WORK ITEM:
Every line of the material has to be retyped exactly.

(DATASET RECORDS Opens)

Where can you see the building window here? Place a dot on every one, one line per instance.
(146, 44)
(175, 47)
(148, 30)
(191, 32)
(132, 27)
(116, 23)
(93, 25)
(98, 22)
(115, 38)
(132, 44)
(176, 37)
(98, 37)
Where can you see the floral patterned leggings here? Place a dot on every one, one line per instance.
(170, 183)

(DATASET RECORDS Closes)

SOLUTION FOR THIS TASK:
Where can you see the building window here? Place a dot on every one, one line per instance.
(146, 44)
(175, 47)
(148, 30)
(191, 32)
(132, 27)
(116, 23)
(93, 25)
(98, 22)
(115, 38)
(132, 44)
(176, 37)
(98, 37)
Where can you see the floral patterned leggings here? Place a dot on every one, one line per instance.
(170, 183)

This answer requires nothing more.